> _Data_
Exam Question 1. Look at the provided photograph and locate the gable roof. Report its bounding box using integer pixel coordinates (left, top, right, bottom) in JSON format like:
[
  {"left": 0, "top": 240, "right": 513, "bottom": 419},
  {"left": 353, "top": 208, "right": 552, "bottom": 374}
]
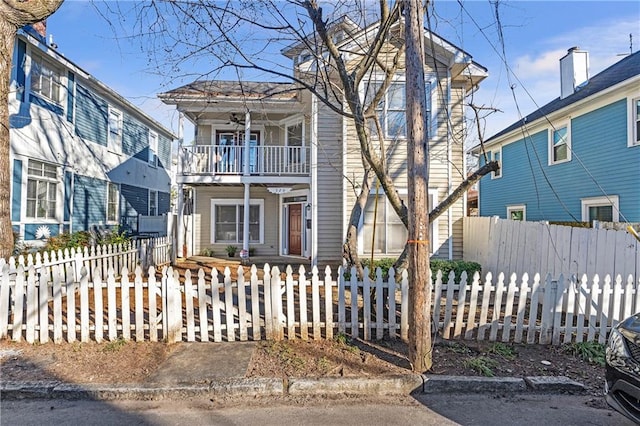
[{"left": 488, "top": 51, "right": 640, "bottom": 145}]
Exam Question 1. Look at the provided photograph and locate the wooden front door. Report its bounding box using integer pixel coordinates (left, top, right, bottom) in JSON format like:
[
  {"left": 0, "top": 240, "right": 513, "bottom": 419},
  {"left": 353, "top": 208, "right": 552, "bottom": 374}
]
[{"left": 289, "top": 204, "right": 302, "bottom": 256}]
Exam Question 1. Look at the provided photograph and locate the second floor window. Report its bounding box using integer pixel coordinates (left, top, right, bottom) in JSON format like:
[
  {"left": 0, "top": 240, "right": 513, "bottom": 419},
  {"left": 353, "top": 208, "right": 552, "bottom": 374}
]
[
  {"left": 31, "top": 56, "right": 62, "bottom": 104},
  {"left": 364, "top": 81, "right": 407, "bottom": 139},
  {"left": 107, "top": 182, "right": 120, "bottom": 222},
  {"left": 27, "top": 160, "right": 58, "bottom": 219},
  {"left": 549, "top": 125, "right": 571, "bottom": 164},
  {"left": 149, "top": 191, "right": 158, "bottom": 216},
  {"left": 109, "top": 108, "right": 122, "bottom": 151},
  {"left": 149, "top": 131, "right": 158, "bottom": 167}
]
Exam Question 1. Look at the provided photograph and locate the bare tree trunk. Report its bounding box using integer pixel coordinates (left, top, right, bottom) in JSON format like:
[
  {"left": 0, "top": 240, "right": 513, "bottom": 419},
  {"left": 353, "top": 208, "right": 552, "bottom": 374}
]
[
  {"left": 0, "top": 20, "right": 16, "bottom": 259},
  {"left": 404, "top": 0, "right": 433, "bottom": 373},
  {"left": 393, "top": 161, "right": 500, "bottom": 272},
  {"left": 0, "top": 0, "right": 63, "bottom": 258}
]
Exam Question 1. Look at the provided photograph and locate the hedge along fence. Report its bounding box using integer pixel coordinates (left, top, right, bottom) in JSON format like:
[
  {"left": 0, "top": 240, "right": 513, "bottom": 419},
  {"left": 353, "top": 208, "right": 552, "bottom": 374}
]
[{"left": 0, "top": 265, "right": 640, "bottom": 344}]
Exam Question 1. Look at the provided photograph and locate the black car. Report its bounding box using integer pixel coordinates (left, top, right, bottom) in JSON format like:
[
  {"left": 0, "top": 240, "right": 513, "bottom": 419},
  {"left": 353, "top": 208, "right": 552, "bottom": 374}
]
[{"left": 605, "top": 312, "right": 640, "bottom": 424}]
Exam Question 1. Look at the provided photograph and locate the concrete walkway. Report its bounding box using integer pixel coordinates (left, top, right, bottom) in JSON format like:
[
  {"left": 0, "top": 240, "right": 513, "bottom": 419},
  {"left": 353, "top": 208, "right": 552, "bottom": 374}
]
[{"left": 0, "top": 342, "right": 584, "bottom": 400}]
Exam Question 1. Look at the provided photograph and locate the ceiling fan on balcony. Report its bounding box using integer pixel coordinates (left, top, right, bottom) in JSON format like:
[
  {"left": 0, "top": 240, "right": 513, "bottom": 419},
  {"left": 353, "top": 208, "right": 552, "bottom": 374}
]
[{"left": 227, "top": 112, "right": 244, "bottom": 126}]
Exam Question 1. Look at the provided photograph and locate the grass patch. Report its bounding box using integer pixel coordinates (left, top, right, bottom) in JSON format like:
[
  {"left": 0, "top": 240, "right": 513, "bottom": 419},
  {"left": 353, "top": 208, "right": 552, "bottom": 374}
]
[
  {"left": 562, "top": 342, "right": 605, "bottom": 367},
  {"left": 463, "top": 356, "right": 498, "bottom": 377},
  {"left": 487, "top": 342, "right": 518, "bottom": 361},
  {"left": 102, "top": 337, "right": 127, "bottom": 352},
  {"left": 265, "top": 342, "right": 305, "bottom": 369},
  {"left": 447, "top": 342, "right": 472, "bottom": 355},
  {"left": 333, "top": 333, "right": 360, "bottom": 353}
]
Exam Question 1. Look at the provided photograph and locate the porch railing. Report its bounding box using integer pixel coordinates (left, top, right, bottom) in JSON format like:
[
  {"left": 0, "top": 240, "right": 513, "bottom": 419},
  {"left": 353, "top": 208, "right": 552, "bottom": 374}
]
[{"left": 180, "top": 145, "right": 310, "bottom": 176}]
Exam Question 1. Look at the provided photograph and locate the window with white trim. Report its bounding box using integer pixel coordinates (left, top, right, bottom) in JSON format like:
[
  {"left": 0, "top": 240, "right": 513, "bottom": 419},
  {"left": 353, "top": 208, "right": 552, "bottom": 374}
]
[
  {"left": 27, "top": 160, "right": 58, "bottom": 219},
  {"left": 359, "top": 189, "right": 438, "bottom": 254},
  {"left": 580, "top": 195, "right": 620, "bottom": 222},
  {"left": 107, "top": 182, "right": 120, "bottom": 223},
  {"left": 507, "top": 204, "right": 527, "bottom": 221},
  {"left": 109, "top": 107, "right": 122, "bottom": 152},
  {"left": 149, "top": 190, "right": 158, "bottom": 216},
  {"left": 489, "top": 148, "right": 502, "bottom": 179},
  {"left": 31, "top": 55, "right": 62, "bottom": 104},
  {"left": 149, "top": 131, "right": 158, "bottom": 167},
  {"left": 211, "top": 200, "right": 264, "bottom": 244},
  {"left": 363, "top": 80, "right": 407, "bottom": 139},
  {"left": 629, "top": 98, "right": 640, "bottom": 146},
  {"left": 549, "top": 124, "right": 571, "bottom": 165}
]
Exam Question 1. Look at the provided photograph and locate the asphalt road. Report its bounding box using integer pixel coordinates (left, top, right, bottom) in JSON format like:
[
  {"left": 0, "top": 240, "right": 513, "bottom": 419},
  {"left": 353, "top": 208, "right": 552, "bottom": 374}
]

> _Directions for this task_
Pick out every line in the rows above that contains the word "hedge", and copy each one in full.

> _Output of the task_
Exam Question 1. Look at the provided photograph and locate the hedge along fence. Report its bounding box using integer pixel coordinates (left, top, right, bottom) in JSON format like:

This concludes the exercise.